ASSIGNMENT: Reproduce the entire piece about the Lewis twins word for word.

----- SUPPLIED PASSAGE -----

Oh brother, who art I?
Imagine losing your memories and then having to rely on someone else to help recreate them. Now imagine that person is your identical twin, and that they’ve got a good reason for being selective in their retelling.
And we don’t mean they’re selective in the minor ways we all subtly – and potentially inadvertently – reshape narratives when we regale others with them. We’re talking major and deliberate omissions. They’re doing it to protect you, but it’s destined to all come out eventually, and will totally upend your worldview in the process.
How you remind me
The Lewis twins, Alex and Marcus, grow up in an upper-middle-class English country house. At age 18, Alex has a motorcycle accident that results in him lying comatose in a hospital bed. When he comes out of the coma, Alex doesn’t remember anything other than his brother’s name, and the fact that he’s his brother.
Alex can’t recall his own name, who his parents are, or even what his girlfriend’s face looks like. So it’s up to Marcus to answer his ever-more specific questions and help his brother reconstruct not just his sense of other people, but of himself.
It’s a huge responsibility to put on Marcus, but he does his best to guide his brother back from mental adolescence to some semblance of adulthood.
“Normal is what you know. And normal is what your family is,” Alex tells us, early on.
First, the pair figure out a system to downplay how serious Alex’s ailment is by having briefings before parties or other social events where Marcus gives his brother a synopsis of each attendee so he can pretend to remember them.
Then there’s the problem of omissions. By becoming a blank slate, Alex is unburdened by any unpleasantness that may lurk in his familial history … and Marcus is disinclined to disillusion him. “Normal is what you know. And normal is what your family is,” Alex tells us, early on. Except when you don’t know what abnormal is, that is.

----- SUPPLIED MATERIAL -----

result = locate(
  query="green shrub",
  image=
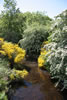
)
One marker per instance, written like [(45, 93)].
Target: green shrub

-----

ANSWER AREA:
Oh brother, who art I?
Imagine losing your memories and then having to rely on someone else to help recreate them. Now imagine that person is your identical twin, and that they’ve got a good reason for being selective in their retelling.
And we don’t mean they’re selective in the minor ways we all subtly – and potentially inadvertently – reshape narratives when we regale others with them. We’re talking major and deliberate omissions. They’re doing it to protect you, but it’s destined to all come out eventually, and will totally upend your worldview in the process.
How you remind me
The Lewis twins, Alex and Marcus, grow up in an upper-middle-class English country house. At age 18, Alex has a motorcycle accident that results in him lying comatose in a hospital bed. When he comes out of the coma, Alex doesn’t remember anything other than his brother’s name, and the fact that he’s his brother.
Alex can’t recall his own name, who his parents are, or even what his girlfriend’s face looks like. So it’s up to Marcus to answer his ever-more specific questions and help his brother reconstruct not just his sense of other people, but of himself.
It’s a huge responsibility to put on Marcus, but he does his best to guide his brother back from mental adolescence to some semblance of adulthood.
“Normal is what you know. And normal is what your family is,” Alex tells us, early on.
First, the pair figure out a system to downplay how serious Alex’s ailment is by having briefings before parties or other social events where Marcus gives his brother a synopsis of each attendee so he can pretend to remember them.
Then there’s the problem of omissions. By becoming a blank slate, Alex is unburdened by any unpleasantness that may lurk in his familial history … and Marcus is disinclined to disillusion him. “Normal is what you know. And normal is what your family is,” Alex tells us, early on. Except when you don’t know what abnormal is, that is.